Le sweating system et l’intervention de l’État dans la fixation des salaires

Le sweating system et l’intervention de l’État dans la fixation des salaires

Société d’économie politique, Réunion du 5 juin 1912

 

M. Yves Guyot consulte les membres présents sur le sujet inscrit à l’ordre du jour ; comme il n’y a pas d’objection, il donne la parole à M. de Nouvion, pour l’exposer. 

LE « SWEATING SYSTEM » ET L’INTERVENTION DE L’ÉTAT DANS LA FIXATION DES SALAIRES 

M. de Nouvion commente l’expression sweating system (système de la sueur), expression qui équivaut à cette autre : salaire de famine. Il rappelle la théorie de Ricardo, d’après laquelle le salaire équivaut à ce qui est nécessaire à l’ouvrier pour subsister. On sait que les socialistes allemands se sont emparés de cette formule et ont fait la fameuse loi d’airain. L’orateur rappelle aussi le remarquable article de Léon Faucher, sur les salaires, dans le dictionnaire d’économie politique de Coquelin et Guillaumin ; il montre que la théorie de Ricardo a été, avec raison, très justement combattue. Il montre aussi qu’on a songé à des interventions officieuses et officielles, pour relever les salaires de certaines catégories d’ouvrières, salaires jugés trop bas. 

On a songé, comme intervention officieuse, à créer des ligues sociales d’acheteurs. Ces ligues désignent à leurs adhérents les commerçants qui, suivant elles, traitent avec justice leurs employés, et elles conseillent de n’acheter que chez ces commerçants. Il existe de ces ligues en France, en Italie, en Espagne, aux États-Unis, etc. La liste sur laquelle sont inscrits les commerçants recommandés par la ligue, est appelée la liste blanche. M. de Nouvion croit que, tout au moins en France, cette attitude des ligues sociales d’acheteurs peut les exposer à une action en dommages-intérêts basée sur l’article 1382 du Code civil. Il ajoute qu’il est difficile de juger si tel commerçant paye des salaires trop bas à ses ouvriers. Il faudrait pour cela pénétrer dans le secret des affaires du vendeur. L’établissement des listes prête à beaucoup d’arbitraire et présente peu de chances d’exactitude. 

Passant à l’action directe, c’est-à-dire à l’intervention officielle des États pour remédier aux salaires considérés comme trop bas, considérés comme des salaires de famine, M. de Nouvion rappelle à ses auditeurs l’essai tenté dans la colonie anglaise de Victoria et la loi anglaise du 20 octobre 1909.

EXTRAITS DES LIGNES ->

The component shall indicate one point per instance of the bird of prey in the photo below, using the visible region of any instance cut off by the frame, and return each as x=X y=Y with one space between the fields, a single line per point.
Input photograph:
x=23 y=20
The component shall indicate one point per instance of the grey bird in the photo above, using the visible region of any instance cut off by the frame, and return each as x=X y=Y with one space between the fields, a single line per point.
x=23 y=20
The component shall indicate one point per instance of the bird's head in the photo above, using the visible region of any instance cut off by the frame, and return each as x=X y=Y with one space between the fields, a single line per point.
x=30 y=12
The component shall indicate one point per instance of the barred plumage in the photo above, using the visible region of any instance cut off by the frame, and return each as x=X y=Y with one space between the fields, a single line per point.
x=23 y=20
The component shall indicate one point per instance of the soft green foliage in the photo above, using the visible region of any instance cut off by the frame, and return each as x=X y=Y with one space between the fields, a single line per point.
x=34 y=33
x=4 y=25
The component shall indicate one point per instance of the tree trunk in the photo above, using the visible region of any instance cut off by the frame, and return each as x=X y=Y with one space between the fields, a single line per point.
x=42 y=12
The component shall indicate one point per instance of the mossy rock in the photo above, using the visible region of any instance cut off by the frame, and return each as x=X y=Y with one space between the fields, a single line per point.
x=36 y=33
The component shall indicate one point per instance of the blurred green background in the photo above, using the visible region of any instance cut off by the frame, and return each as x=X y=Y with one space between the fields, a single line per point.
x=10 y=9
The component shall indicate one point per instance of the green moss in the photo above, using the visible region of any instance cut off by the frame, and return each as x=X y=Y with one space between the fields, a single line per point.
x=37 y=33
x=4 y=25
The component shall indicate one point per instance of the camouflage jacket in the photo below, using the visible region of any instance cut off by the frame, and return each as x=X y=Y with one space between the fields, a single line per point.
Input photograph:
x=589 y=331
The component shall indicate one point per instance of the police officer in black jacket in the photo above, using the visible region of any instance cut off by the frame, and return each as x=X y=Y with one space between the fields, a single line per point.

CONSIGNES ->
Dans l’extrait sur le sweating system, remplacez s’il vous plaît « membres » par « sociétaires » et recopiez le passage qui va de « M. Yves Guyot » jusqu’à « Nouvion, pour l’exposer. ».

RÉPONSE COMPLÈTE ->
M. Yves Guyot consulte les sociétaires présents sur le sujet inscrit à l’ordre du jour ; comme il n’y a pas d’objection, il donne la parole à M. de Nouvion, pour l’exposer.